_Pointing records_
---

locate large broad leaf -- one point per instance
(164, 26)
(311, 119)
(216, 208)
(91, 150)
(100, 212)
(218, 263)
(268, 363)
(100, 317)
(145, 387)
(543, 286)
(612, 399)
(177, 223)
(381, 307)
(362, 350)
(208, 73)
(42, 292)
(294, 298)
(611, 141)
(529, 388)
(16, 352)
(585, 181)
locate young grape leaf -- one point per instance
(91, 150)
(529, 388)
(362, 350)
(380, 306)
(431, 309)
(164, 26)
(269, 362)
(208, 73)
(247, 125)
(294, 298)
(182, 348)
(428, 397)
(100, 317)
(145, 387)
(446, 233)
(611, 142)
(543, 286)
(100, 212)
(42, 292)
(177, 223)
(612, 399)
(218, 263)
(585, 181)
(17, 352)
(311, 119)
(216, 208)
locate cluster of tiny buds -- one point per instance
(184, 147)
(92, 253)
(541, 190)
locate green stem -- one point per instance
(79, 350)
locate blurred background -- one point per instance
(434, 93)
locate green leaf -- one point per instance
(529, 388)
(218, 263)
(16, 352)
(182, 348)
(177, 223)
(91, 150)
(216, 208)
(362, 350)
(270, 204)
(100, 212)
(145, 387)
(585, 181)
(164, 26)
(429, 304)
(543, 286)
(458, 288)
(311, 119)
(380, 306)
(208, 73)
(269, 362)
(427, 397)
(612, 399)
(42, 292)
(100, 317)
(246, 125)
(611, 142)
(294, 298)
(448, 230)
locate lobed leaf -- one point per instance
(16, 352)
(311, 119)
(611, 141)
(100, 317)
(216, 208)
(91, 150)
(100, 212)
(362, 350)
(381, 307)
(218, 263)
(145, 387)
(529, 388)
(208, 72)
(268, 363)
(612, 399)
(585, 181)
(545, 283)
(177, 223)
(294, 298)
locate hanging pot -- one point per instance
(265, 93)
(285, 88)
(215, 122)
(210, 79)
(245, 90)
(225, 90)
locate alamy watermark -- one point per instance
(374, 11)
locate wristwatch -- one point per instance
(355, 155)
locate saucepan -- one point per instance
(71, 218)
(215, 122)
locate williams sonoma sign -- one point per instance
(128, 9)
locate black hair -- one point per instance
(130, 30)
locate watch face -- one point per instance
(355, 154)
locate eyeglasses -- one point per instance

---

Write out the whole listing again, exactly as it stands.

_RESULT OF THIS TASK_
locate large broad leaf -- one point per instance
(164, 26)
(311, 119)
(216, 208)
(91, 150)
(100, 212)
(218, 263)
(268, 363)
(100, 317)
(145, 387)
(543, 286)
(612, 399)
(177, 223)
(381, 307)
(362, 350)
(208, 73)
(42, 292)
(294, 298)
(611, 141)
(529, 388)
(16, 352)
(585, 181)
locate young grape leaf -- one point per instance
(91, 150)
(529, 388)
(362, 350)
(380, 306)
(431, 309)
(164, 26)
(269, 362)
(208, 73)
(247, 125)
(294, 298)
(182, 348)
(428, 397)
(100, 317)
(145, 387)
(446, 233)
(611, 142)
(543, 286)
(100, 212)
(42, 292)
(177, 223)
(612, 399)
(218, 263)
(585, 181)
(17, 352)
(311, 119)
(216, 208)
locate cluster of tiny buds -- one point per instance
(184, 147)
(92, 253)
(541, 190)
locate green stem -- one point per instance
(79, 350)
locate blurred background -- one point per instance
(434, 93)
locate green leaf -- one point per instance
(529, 388)
(218, 263)
(16, 352)
(182, 348)
(177, 223)
(91, 150)
(216, 208)
(362, 350)
(270, 204)
(100, 212)
(145, 387)
(585, 181)
(164, 26)
(429, 304)
(543, 286)
(458, 288)
(311, 119)
(380, 306)
(208, 73)
(269, 362)
(427, 397)
(612, 399)
(42, 292)
(100, 317)
(246, 125)
(611, 142)
(294, 298)
(448, 230)
locate lobed leaf -- one point per instance
(16, 352)
(311, 119)
(611, 141)
(100, 317)
(216, 208)
(91, 150)
(100, 212)
(362, 350)
(381, 307)
(218, 263)
(145, 387)
(529, 388)
(208, 72)
(268, 363)
(612, 399)
(585, 181)
(545, 283)
(177, 223)
(294, 298)
locate hanging pot -- one point per instance
(265, 93)
(285, 88)
(215, 122)
(210, 79)
(245, 90)
(225, 90)
locate alamy watermark -- one point per instance
(374, 11)
locate wristwatch -- one point per instance
(355, 155)
locate saucepan -- one point per instance
(71, 218)
(215, 122)
locate williams sonoma sign -- one point per instance
(128, 9)
locate black hair -- one point per instance
(130, 30)
locate watch face -- one point per instance
(355, 154)
locate eyeglasses -- one point per instance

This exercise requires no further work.